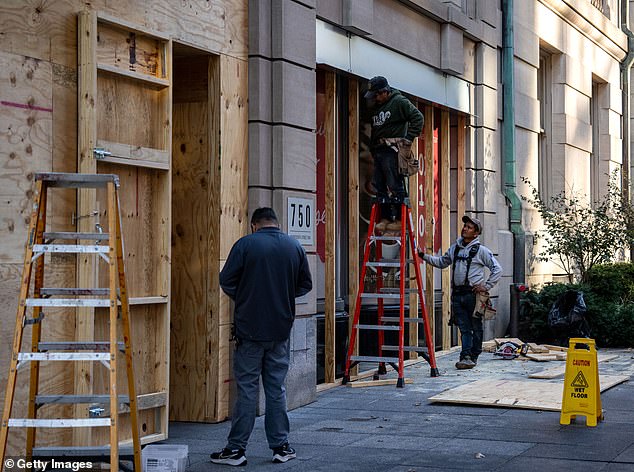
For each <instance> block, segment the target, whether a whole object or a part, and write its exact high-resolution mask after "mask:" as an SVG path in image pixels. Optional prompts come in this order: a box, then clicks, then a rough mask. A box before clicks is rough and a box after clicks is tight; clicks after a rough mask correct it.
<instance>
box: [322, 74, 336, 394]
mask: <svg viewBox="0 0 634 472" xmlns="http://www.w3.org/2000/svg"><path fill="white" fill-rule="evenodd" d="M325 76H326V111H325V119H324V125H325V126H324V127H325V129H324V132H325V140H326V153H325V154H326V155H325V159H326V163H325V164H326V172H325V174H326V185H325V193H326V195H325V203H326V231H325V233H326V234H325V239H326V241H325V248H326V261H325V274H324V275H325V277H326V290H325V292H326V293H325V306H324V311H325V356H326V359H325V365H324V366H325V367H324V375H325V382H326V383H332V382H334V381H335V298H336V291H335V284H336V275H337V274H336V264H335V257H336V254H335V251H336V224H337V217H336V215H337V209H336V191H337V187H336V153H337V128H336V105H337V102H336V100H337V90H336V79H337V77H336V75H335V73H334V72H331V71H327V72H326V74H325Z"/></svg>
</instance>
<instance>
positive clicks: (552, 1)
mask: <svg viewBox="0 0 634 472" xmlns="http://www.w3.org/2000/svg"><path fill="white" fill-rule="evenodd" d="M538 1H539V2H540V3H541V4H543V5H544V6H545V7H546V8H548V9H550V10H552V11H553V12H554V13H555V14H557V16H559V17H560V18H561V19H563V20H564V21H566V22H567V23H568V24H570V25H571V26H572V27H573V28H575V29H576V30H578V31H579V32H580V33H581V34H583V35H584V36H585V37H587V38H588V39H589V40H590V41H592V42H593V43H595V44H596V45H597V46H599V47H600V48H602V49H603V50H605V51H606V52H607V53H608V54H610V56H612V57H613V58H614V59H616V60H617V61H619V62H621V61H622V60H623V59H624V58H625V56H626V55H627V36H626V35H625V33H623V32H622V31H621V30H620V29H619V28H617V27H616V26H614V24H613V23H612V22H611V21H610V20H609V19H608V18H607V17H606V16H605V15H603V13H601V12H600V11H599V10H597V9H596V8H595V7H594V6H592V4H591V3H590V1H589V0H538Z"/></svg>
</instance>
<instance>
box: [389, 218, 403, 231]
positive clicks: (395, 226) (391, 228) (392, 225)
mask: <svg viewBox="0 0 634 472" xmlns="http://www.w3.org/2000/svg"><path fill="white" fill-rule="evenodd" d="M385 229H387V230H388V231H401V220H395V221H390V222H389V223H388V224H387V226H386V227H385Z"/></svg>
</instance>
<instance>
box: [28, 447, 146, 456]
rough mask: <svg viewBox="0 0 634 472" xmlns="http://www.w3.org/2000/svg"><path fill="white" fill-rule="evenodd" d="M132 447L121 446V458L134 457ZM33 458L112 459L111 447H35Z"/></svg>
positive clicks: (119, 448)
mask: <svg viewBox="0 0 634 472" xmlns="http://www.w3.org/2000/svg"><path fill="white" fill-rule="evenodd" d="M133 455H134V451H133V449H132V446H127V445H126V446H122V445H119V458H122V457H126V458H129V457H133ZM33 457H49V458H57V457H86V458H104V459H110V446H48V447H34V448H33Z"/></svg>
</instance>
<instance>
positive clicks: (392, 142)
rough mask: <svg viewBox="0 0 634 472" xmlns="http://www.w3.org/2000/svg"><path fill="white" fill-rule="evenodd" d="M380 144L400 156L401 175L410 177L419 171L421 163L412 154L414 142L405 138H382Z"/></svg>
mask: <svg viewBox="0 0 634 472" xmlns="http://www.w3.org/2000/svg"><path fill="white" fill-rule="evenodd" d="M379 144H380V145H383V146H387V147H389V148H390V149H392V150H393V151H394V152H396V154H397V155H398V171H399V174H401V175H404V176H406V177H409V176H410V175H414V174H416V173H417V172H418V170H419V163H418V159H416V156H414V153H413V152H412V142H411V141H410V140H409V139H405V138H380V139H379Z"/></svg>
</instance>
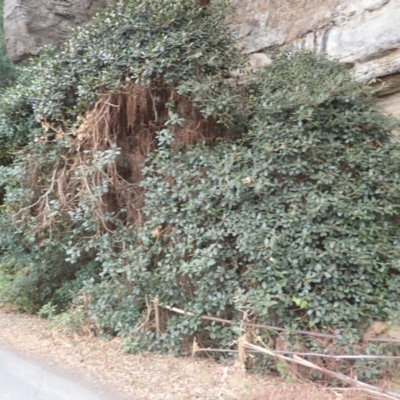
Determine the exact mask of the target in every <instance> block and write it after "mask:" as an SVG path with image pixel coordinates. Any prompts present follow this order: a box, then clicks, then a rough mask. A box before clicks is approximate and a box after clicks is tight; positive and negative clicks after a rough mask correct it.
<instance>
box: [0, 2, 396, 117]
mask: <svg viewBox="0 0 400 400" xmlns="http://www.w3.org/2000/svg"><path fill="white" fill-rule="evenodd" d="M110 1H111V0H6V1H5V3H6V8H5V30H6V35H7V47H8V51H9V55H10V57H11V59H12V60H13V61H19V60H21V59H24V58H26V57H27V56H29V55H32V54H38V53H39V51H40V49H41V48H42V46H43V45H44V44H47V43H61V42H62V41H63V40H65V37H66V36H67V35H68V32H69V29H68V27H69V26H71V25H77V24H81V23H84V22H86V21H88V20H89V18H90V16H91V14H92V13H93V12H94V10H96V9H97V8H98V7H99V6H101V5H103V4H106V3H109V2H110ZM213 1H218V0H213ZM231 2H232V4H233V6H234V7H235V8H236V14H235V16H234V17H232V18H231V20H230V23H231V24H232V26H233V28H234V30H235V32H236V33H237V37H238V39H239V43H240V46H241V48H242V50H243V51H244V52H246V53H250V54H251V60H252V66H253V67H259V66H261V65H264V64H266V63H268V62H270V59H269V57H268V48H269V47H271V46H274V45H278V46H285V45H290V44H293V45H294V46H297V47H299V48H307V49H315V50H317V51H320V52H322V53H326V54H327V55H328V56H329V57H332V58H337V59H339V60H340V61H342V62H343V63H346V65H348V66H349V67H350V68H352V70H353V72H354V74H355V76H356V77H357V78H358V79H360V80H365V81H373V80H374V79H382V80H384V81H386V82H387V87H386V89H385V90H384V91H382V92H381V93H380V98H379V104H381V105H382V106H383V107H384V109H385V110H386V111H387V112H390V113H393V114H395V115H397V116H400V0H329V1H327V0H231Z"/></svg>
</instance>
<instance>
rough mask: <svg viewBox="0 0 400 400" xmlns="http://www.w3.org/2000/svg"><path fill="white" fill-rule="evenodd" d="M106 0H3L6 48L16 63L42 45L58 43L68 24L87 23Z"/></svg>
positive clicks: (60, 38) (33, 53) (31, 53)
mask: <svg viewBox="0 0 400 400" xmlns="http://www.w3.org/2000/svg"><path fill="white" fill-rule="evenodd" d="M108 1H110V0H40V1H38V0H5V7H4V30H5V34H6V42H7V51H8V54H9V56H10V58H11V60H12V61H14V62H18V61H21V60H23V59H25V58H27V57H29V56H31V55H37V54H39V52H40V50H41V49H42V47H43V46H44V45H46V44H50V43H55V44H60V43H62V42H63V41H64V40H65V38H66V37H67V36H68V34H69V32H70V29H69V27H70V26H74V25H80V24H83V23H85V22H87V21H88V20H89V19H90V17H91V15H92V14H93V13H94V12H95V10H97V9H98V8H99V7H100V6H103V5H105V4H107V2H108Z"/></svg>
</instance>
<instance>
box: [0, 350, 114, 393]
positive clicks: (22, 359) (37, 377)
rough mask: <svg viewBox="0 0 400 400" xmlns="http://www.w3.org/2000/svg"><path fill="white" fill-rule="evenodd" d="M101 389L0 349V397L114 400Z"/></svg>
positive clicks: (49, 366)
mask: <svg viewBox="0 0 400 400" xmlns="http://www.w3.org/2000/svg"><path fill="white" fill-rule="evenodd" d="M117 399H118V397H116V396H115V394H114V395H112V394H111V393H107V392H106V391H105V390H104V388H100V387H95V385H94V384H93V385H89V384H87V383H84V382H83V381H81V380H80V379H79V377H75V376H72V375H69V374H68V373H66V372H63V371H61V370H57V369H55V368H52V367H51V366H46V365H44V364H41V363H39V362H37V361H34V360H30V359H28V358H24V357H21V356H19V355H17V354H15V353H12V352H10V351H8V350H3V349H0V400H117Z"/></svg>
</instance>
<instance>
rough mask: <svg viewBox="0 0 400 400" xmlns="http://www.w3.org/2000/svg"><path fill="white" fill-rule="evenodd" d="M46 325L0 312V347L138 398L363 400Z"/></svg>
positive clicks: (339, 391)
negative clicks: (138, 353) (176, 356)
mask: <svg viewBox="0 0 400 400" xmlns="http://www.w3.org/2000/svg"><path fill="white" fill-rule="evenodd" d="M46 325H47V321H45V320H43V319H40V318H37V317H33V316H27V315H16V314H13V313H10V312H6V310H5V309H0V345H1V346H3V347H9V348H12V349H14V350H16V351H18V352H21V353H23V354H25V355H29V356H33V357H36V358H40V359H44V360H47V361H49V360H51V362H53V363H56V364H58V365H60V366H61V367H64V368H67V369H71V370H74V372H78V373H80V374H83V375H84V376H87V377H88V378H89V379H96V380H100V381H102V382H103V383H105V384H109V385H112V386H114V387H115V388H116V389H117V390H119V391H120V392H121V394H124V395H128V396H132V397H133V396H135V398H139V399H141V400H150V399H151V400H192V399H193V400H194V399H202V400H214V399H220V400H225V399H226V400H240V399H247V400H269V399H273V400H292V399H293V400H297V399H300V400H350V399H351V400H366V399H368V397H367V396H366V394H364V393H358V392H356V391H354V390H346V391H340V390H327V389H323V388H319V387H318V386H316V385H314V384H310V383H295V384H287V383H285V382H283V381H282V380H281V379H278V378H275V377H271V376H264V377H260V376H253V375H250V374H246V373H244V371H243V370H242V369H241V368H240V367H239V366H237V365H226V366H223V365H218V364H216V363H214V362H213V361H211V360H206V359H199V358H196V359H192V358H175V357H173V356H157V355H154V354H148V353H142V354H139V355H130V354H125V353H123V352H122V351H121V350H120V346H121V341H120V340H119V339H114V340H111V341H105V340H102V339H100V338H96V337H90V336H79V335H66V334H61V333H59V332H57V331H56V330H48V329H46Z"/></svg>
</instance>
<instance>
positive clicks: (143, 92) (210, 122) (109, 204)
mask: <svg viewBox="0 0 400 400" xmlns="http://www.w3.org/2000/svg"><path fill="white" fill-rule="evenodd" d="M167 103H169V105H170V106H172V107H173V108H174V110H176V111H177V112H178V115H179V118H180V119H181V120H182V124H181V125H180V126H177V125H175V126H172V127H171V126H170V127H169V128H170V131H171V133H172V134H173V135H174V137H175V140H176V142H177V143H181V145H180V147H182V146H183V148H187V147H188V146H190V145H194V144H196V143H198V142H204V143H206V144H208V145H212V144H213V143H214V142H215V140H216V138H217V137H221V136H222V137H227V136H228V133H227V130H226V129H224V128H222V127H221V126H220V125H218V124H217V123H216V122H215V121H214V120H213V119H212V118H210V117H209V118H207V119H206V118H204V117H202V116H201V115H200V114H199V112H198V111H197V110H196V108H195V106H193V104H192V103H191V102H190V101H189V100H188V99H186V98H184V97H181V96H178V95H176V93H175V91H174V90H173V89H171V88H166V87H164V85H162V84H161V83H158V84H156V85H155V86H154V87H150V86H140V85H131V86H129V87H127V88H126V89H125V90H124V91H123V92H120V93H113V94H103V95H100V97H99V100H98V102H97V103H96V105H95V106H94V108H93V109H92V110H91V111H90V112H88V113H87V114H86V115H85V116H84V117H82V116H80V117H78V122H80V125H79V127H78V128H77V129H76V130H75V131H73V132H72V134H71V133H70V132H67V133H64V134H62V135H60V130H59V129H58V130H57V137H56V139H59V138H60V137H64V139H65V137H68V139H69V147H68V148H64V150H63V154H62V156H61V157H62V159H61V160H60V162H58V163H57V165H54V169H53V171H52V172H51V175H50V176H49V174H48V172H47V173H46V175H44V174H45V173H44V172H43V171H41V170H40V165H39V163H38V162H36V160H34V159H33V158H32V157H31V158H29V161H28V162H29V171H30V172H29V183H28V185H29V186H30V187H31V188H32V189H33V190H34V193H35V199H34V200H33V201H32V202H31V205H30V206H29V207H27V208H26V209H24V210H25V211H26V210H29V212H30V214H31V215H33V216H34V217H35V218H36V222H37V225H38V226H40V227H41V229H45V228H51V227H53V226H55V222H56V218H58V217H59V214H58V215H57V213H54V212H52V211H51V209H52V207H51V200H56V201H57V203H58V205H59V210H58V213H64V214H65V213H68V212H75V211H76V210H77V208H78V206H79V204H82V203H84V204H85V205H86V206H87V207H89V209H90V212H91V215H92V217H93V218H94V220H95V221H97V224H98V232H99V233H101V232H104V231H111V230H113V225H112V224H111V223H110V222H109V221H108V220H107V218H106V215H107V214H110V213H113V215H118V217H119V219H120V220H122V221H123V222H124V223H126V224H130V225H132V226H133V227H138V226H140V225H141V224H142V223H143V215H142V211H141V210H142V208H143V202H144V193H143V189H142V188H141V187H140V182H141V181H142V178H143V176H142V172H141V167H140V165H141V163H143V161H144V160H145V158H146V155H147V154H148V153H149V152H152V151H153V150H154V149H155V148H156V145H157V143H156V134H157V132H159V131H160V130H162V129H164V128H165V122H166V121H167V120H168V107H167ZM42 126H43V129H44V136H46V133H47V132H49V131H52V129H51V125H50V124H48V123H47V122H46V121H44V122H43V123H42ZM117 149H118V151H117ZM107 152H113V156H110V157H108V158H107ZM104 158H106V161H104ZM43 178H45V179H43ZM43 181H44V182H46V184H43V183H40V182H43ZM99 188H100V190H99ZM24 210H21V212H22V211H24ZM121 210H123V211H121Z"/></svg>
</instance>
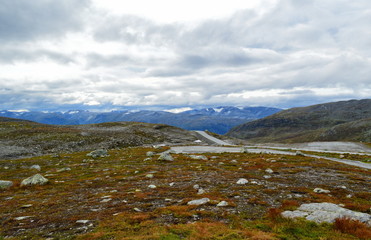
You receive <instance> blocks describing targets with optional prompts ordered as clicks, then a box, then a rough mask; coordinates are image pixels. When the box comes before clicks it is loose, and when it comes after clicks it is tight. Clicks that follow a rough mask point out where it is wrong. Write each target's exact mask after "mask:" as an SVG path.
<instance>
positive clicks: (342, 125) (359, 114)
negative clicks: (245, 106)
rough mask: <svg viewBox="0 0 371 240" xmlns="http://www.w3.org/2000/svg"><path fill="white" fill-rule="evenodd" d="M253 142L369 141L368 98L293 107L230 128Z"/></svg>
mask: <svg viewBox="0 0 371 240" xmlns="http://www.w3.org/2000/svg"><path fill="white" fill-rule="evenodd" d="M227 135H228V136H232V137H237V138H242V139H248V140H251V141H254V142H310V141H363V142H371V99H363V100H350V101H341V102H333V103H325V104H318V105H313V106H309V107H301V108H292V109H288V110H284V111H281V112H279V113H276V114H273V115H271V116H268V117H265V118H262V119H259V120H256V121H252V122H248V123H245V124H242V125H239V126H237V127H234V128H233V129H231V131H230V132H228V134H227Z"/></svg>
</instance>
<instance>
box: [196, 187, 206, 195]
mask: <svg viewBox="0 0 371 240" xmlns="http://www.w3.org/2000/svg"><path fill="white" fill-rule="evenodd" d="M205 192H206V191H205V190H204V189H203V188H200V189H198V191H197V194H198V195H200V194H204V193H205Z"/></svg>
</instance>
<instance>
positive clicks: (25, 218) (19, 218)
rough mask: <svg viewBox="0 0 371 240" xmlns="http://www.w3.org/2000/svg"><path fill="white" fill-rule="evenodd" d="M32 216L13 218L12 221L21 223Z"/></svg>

Task statement
How many lines of the items above contain the string "exact"? Reply with the number alone.

The completed task
3